• What the task asks:
Please output the lines shown below exactly as they appear.

• Provided data:

# # # #

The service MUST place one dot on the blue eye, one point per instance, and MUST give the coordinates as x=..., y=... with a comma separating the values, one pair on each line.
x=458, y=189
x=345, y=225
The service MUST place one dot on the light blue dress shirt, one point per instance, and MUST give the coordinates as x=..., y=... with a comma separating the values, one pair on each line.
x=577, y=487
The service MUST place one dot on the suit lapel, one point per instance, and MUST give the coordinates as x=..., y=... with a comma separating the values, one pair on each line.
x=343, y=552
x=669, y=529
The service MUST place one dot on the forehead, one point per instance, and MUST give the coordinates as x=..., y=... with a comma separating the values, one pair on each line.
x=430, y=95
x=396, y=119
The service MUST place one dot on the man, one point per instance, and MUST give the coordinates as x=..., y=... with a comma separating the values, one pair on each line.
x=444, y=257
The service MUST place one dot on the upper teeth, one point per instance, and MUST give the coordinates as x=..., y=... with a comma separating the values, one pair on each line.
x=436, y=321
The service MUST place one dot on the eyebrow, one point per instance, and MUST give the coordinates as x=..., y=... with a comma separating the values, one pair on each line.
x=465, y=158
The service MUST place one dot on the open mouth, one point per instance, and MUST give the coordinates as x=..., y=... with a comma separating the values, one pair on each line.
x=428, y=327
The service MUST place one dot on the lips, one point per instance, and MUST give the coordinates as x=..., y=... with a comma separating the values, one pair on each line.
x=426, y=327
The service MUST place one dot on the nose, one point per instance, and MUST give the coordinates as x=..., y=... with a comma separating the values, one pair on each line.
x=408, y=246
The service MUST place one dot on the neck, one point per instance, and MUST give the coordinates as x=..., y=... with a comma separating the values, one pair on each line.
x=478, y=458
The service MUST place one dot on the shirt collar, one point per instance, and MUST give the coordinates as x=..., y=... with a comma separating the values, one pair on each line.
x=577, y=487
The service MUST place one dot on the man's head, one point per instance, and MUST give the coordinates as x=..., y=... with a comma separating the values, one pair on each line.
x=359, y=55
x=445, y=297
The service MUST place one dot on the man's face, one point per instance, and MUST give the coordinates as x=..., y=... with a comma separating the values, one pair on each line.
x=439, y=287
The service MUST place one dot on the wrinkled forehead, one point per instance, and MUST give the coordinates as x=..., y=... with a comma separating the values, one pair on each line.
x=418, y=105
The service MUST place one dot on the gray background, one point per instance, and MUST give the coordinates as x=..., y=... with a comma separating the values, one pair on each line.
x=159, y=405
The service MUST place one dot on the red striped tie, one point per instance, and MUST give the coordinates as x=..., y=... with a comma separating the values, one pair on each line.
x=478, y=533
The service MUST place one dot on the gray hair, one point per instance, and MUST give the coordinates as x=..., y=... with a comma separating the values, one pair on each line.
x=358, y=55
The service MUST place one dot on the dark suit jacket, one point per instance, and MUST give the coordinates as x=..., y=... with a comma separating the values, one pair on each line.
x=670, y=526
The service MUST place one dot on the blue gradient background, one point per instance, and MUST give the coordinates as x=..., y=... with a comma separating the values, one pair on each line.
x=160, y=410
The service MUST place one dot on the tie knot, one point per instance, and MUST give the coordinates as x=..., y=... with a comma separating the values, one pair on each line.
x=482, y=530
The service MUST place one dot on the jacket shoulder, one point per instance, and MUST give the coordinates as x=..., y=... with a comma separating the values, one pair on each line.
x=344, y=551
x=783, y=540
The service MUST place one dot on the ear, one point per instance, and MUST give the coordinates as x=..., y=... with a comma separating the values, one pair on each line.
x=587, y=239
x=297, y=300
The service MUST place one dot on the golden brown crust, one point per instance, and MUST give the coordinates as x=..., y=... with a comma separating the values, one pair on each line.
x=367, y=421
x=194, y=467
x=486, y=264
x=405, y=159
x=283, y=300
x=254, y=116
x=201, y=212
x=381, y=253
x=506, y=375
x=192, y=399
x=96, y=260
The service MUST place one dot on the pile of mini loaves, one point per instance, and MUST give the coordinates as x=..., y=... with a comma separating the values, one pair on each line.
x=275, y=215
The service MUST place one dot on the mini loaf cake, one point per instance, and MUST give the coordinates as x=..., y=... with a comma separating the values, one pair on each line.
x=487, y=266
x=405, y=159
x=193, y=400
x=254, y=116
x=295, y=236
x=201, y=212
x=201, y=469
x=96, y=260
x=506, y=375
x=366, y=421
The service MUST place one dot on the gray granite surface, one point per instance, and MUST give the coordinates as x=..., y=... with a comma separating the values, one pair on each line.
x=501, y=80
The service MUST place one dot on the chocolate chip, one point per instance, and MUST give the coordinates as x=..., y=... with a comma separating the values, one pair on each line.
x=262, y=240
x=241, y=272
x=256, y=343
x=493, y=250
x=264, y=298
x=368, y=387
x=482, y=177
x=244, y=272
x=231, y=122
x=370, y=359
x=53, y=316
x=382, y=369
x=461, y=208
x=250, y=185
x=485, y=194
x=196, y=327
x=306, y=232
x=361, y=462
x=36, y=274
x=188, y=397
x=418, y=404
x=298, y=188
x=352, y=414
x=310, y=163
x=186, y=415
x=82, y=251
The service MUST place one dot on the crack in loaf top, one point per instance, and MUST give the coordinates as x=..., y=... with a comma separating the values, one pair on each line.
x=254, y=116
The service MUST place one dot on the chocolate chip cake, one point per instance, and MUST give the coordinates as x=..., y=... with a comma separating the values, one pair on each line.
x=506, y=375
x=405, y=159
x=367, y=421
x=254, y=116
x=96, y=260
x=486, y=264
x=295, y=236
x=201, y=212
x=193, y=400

# # # #

• Result of this exercise:
The service MUST place one dot on the blue eye, one point per instance, and MUST give the coordinates as x=..., y=... with a comma separating the values, one pair on each line.
x=458, y=189
x=345, y=225
The service MUST place one dot on the light blue dress shirt, one point per instance, and MUST give the coordinates as x=..., y=... with a comma separating the values, one pair on each line.
x=577, y=487
The service MUST place one dot on the suit lapel, one point per instance, and MUST give the coordinates as x=..., y=... with a comma separating the values, one pair on each line.
x=343, y=552
x=669, y=529
The service MUST place one dot on the forehead, one point per instance, and MUST give the coordinates as x=..., y=... with a comma separating the values, one pair on each line.
x=430, y=95
x=396, y=119
The service MUST place one dot on the man, one point per instance, and MUST give the coordinates as x=..., y=... with a comma separating the values, one pair on each line.
x=444, y=257
The service MUST place one dot on the upper teeth, one point per instance, and MUST give the coordinates as x=..., y=... with a comma separating the values, one pair on each line.
x=436, y=321
The service MUST place one dot on the eyebrow, one point per instance, and MUST give the coordinates as x=..., y=... with a comma separating the values, one pair on each line.
x=465, y=158
The service MUST place one dot on the open mouth, one point per instance, and MUST give the coordinates as x=..., y=... with a comma separating the values, one pair on each line.
x=428, y=327
The service MUST place one dot on the lips, one point per instance, and MUST give the coordinates as x=..., y=... with a comma separating the values, one pair on each line.
x=426, y=327
The service MUST place one dot on the nose, one point per instance, and MUST give the coordinates as x=..., y=... with a comma separating the values, one pair on each line.
x=408, y=246
The service MUST place one dot on the neck, one point per instance, and MUST give the coordinates as x=..., y=... with a comma separating the values, one pair on each line.
x=478, y=458
The service MUST place one dot on the shirt collar, one point per instance, and MUST give the coordinates as x=..., y=... with a comma separating the values, one pair on each line.
x=577, y=487
The service MUST place one dot on the man's head, one point per instance, and MUST give the coordinates as x=..., y=... with a comma separating the values, one pair on each line.
x=359, y=55
x=445, y=297
The service MUST place one dot on the man's face, one point per instance, and MUST give the coordinates as x=..., y=... with a comma separating the values, one pair on each line.
x=439, y=287
The service MUST place one dot on the wrinkled forehead, one point per instance, and MUST give the coordinates as x=..., y=... with a comma separating the values, one pair on each line.
x=418, y=105
The service MUST place one dot on the gray background, one point per instance, and MUST give the coordinates as x=..., y=... with a comma separating the values, one pair on each line.
x=159, y=405
The service MUST place one dot on the red striped tie, one point per instance, and MUST give the coordinates as x=..., y=... with a comma separating the values, one pair on each line.
x=478, y=533
The service MUST place one dot on the gray hair, one point per instance, and MUST give the coordinates as x=..., y=... with a comma separating the values, one pair on each line.
x=358, y=55
The service MUST place one dot on the dark suit jacket, one point per instance, and MUST give the coordinates as x=..., y=... with a comma separating the values, one pair on each line.
x=670, y=526
The service MUST place one dot on the blue gradient background, one point per instance, and MUST give the coordinates as x=..., y=... with a comma separating the values, one pair on each line.
x=160, y=410
The service MUST place one dot on the tie knot, one point per instance, and MUST give the coordinates as x=..., y=... with a comma separating the values, one pair on each line.
x=482, y=530
The service MUST place one dot on the jacket shoulder, one point per instance, and MUST give the coordinates as x=..., y=... with a comma separating the values, one pair on each line.
x=344, y=551
x=783, y=540
The service MUST place one dot on the ear, one point per instance, and MUST give the coordinates as x=..., y=... with a comma separating the values, one pair on each line.
x=587, y=239
x=297, y=300
The service MUST place one dot on the golden brown crust, one point per instance, and MUST give the coordinates as x=..., y=... with a comma separating the values, one pair on each line.
x=367, y=421
x=194, y=467
x=486, y=264
x=405, y=159
x=283, y=300
x=254, y=116
x=201, y=212
x=381, y=253
x=506, y=375
x=192, y=399
x=96, y=260
The service MUST place one dot on the pile of mini loaves, one point per instance, and MUST give the coordinates as x=..., y=... with a comma separating the values, one pair on each line.
x=275, y=215
The service MUST place one dot on the mini loaf cake, one point per instance, and MUST give the coordinates as x=..., y=... with a comma separating the values, one pair on each line.
x=487, y=266
x=405, y=159
x=193, y=400
x=254, y=116
x=295, y=236
x=201, y=212
x=201, y=469
x=96, y=260
x=506, y=375
x=366, y=421
The service MUST place one dot on the gray granite surface, one point per instance, and MUST give the coordinates as x=..., y=... with a comma separating the values, one pair on each line.
x=501, y=80
The service MUST place one dot on the chocolate chip, one point per instance, and MUST give the coordinates as x=..., y=... with a comma separating the values, one pair on each line.
x=262, y=240
x=241, y=272
x=256, y=343
x=493, y=250
x=264, y=298
x=368, y=387
x=482, y=177
x=244, y=272
x=231, y=122
x=370, y=359
x=53, y=316
x=382, y=369
x=461, y=208
x=250, y=185
x=485, y=194
x=196, y=327
x=306, y=232
x=361, y=462
x=36, y=274
x=188, y=397
x=418, y=404
x=298, y=188
x=352, y=414
x=310, y=163
x=186, y=415
x=82, y=251
The service MUST place one dot on the crack in loaf top, one point per instance, and MUST give the coordinates as x=..., y=... with a comma separating the values, one pair on each line.
x=254, y=116
The service MUST place one dot on the chocolate chip cake, one point per instance, and MUST give the coordinates as x=..., y=... with a comma separating the values, one pair on each line.
x=506, y=375
x=405, y=159
x=367, y=421
x=254, y=116
x=96, y=260
x=486, y=264
x=295, y=236
x=201, y=212
x=193, y=400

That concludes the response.